• _Document extract_

-- Begin --

Yea, but the difference IS...dressage pays alot of attention to the trot....there is no trot in reining. Reining is all about the 3rd gait, whereas both Horsemanship and Dressage utilizes all 3 gaits.

SO in that aspect, I disagree wholeheartedly....but that's cool.


----------



## mildot

GotaDunQH said:


> Horsemanship consists of a pattern with markers and/or cones (like dressage letters) and certain manuevers are to be performed PRECISELY at those markers, extension at all gaits are required if the pattern calls for it, straight lines, circles, across the diagonals, halts, turns, reinbacks etc. The judge is looking for preciseness, accuracy of he pattern, definition in changes of stride extensions, no overt cueing from the rider and seamless flow through the pattern.


Learned something new today.

One question, does horsemanship have levels of increasing difficulty?


----------



## mildot

Stillstandin said:


> To me dressage is training and something that I enjoy doing with my so called western horses. I like what it teaches them. I like *the strength it develops in both my horses and myself*.


So, so many miss this essential point.


----------



## bsms

Hmmm. If you can't train strength in a western horse without teaching it dressage, you are doing something wrong. Dressage has a somewhat different philosophy than normally used in western riding, and a very different end goal.

That is why I prefer to keep them separate. It makes about as much sense to me as adding roping or cutting to a dressage test, and calling that 'western dressage'. Heck, I'd prefer it that way...

But if folks have fun & spend time riding, let 'em at it.:?


----------



## Stillstandin

I am not saying you can't train a western horse for strength without using dressage. I am just saying what I like to do with my horses because of my background in both english and western. To me the end goal is a well trained, responsive, athletic, fit horse no matter what discipline you ride.


----------



## GotaDunQH

mildot said:


> Learned something new today.
> 
> One question, does horsemanship have levels of increasing difficulty?


The patterns vary between the show divisions. Like Novice Amateur and Novice youth patterns won't be as complicated as the Amateur, Amateur Select and Youth patterns. The patterns at the Congress and World Shows are usually pretty tough and detailed.


----------



## mildot

GotaDunQH said:


> The patterns vary between the show divisions. Like Novice Amateur and Novice youth patterns won't be as complicated as the Amateur, Amateur Select and Youth patterns. The patterns at the Congress and World Shows are usually pretty tough and detailed.


OK, I understand that part.

Now, what about the difficulty of the horse's movements? Does that increase as well?

For example in dressage the patterns get more complex as you move up (there are more movements to remember and perform), but also the difficulty of the movements increases.

-- End --

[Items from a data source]
-- Begin --

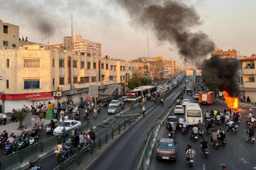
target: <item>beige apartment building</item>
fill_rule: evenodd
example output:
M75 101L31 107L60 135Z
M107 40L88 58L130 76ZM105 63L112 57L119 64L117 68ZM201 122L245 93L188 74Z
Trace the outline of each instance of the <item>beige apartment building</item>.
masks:
M43 45L0 50L0 91L6 112L39 102L57 104L72 99L79 103L81 97L90 96L89 85L97 85L101 94L108 85L123 83L132 74L130 62Z
M251 102L256 102L256 56L240 60L237 82L240 88L240 97L249 96Z
M101 56L101 42L82 39L82 36L74 35L72 44L75 51L91 54L93 57Z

-- End --

• _Task list_
1. Copy everything in the horsemanship and dressage thread above, from "So, so many" down to "different end goal.".
2. In the horsemanship and dressage thread, which show divisions have patterns that are less complicated than the Amateur, Amateur Select and Youth patterns?

• _Expected answers_
1.
So, so many miss this essential point.


----------



## bsms

Hmmm. If you can't train strength in a western horse without teaching it dressage, you are doing something wrong. Dressage has a somewhat different philosophy than normally used in western riding, and a very different end goal.

2. Novice Amateur and Novice youth.